Please filter the entries below and copy out every line that contains the string "wooden". Case matters.
### DATA ROWS ###
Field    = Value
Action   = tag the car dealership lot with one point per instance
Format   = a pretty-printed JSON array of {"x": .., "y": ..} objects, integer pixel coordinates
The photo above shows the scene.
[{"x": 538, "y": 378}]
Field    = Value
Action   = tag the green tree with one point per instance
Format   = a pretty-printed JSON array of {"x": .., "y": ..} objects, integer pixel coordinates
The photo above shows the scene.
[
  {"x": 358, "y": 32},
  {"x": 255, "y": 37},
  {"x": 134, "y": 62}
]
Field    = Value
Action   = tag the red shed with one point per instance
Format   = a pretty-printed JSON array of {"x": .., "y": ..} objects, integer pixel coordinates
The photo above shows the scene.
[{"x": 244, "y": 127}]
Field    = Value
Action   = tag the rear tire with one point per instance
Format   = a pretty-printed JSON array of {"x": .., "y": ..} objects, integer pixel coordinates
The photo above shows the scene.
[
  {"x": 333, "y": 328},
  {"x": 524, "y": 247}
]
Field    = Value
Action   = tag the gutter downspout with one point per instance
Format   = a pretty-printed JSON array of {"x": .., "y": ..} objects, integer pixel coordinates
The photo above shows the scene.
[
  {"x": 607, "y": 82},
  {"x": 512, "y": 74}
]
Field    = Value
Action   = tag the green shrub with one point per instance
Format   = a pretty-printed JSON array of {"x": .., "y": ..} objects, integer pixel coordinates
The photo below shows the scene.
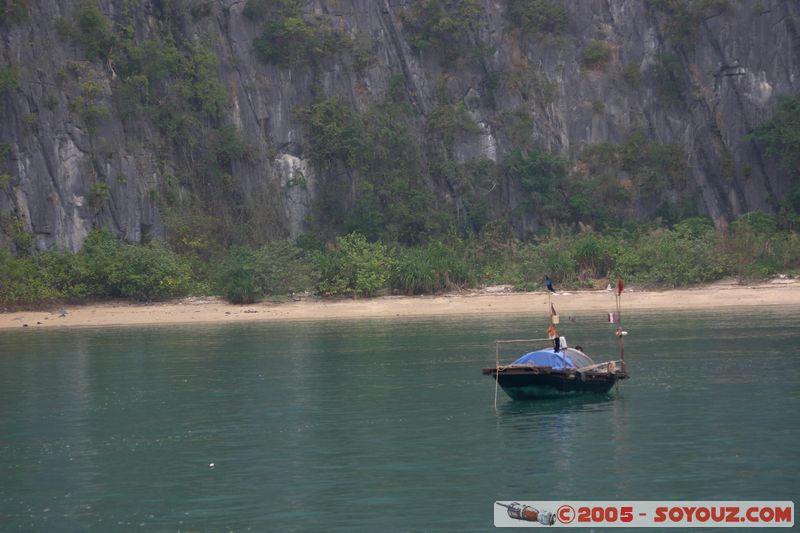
[
  {"x": 22, "y": 282},
  {"x": 594, "y": 255},
  {"x": 13, "y": 11},
  {"x": 145, "y": 273},
  {"x": 597, "y": 55},
  {"x": 354, "y": 267},
  {"x": 537, "y": 17},
  {"x": 755, "y": 221},
  {"x": 66, "y": 274},
  {"x": 9, "y": 79},
  {"x": 444, "y": 26},
  {"x": 670, "y": 258},
  {"x": 292, "y": 40},
  {"x": 276, "y": 269},
  {"x": 336, "y": 132},
  {"x": 446, "y": 121},
  {"x": 781, "y": 133},
  {"x": 92, "y": 32},
  {"x": 432, "y": 268},
  {"x": 23, "y": 242},
  {"x": 540, "y": 173}
]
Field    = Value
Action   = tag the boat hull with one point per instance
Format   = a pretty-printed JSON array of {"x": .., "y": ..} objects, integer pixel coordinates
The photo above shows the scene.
[{"x": 526, "y": 383}]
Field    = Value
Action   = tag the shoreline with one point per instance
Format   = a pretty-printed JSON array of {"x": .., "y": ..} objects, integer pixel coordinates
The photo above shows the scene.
[{"x": 487, "y": 301}]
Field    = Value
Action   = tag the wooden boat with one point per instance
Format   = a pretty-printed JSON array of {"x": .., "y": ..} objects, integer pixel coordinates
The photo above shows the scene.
[
  {"x": 550, "y": 372},
  {"x": 558, "y": 370}
]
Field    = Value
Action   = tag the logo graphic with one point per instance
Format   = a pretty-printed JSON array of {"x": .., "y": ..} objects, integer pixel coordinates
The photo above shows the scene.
[{"x": 527, "y": 513}]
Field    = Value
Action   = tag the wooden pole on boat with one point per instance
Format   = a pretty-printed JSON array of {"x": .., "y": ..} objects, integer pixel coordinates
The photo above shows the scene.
[
  {"x": 496, "y": 371},
  {"x": 620, "y": 288}
]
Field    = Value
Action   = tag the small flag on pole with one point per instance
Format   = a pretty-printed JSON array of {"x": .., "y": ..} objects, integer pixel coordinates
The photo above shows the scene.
[{"x": 549, "y": 283}]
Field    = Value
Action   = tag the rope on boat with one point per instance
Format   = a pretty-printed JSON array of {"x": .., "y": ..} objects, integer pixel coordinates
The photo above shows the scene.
[{"x": 496, "y": 370}]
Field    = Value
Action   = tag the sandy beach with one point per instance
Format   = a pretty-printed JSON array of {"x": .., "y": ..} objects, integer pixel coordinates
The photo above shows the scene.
[{"x": 489, "y": 301}]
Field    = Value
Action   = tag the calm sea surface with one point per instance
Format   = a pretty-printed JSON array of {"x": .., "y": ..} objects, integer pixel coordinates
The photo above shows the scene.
[{"x": 383, "y": 425}]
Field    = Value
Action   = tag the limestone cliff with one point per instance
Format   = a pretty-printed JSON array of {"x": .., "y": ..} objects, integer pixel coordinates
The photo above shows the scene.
[{"x": 75, "y": 160}]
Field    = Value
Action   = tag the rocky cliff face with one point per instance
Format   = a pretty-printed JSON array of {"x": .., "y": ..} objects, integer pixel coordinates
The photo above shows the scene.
[{"x": 618, "y": 70}]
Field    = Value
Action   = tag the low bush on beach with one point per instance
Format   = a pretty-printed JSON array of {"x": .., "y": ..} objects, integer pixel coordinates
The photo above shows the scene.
[
  {"x": 690, "y": 252},
  {"x": 432, "y": 268},
  {"x": 276, "y": 269},
  {"x": 355, "y": 267}
]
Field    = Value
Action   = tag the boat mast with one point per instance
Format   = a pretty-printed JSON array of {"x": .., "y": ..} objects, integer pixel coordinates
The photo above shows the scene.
[{"x": 620, "y": 333}]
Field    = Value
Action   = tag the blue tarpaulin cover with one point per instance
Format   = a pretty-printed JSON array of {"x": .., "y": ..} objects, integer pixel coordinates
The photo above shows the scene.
[{"x": 549, "y": 357}]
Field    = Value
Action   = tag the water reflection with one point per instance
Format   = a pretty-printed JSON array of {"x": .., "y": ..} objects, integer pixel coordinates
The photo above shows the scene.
[{"x": 378, "y": 425}]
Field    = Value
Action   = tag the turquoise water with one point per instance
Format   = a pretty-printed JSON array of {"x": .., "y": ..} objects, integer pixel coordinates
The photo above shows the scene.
[{"x": 382, "y": 425}]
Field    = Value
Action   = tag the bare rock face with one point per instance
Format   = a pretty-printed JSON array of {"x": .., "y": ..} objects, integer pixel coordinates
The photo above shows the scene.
###
# EXERCISE ANSWER
Action   = tag the wooden boat with one point per instance
Action   = tag the wooden pole on boat with one point per instance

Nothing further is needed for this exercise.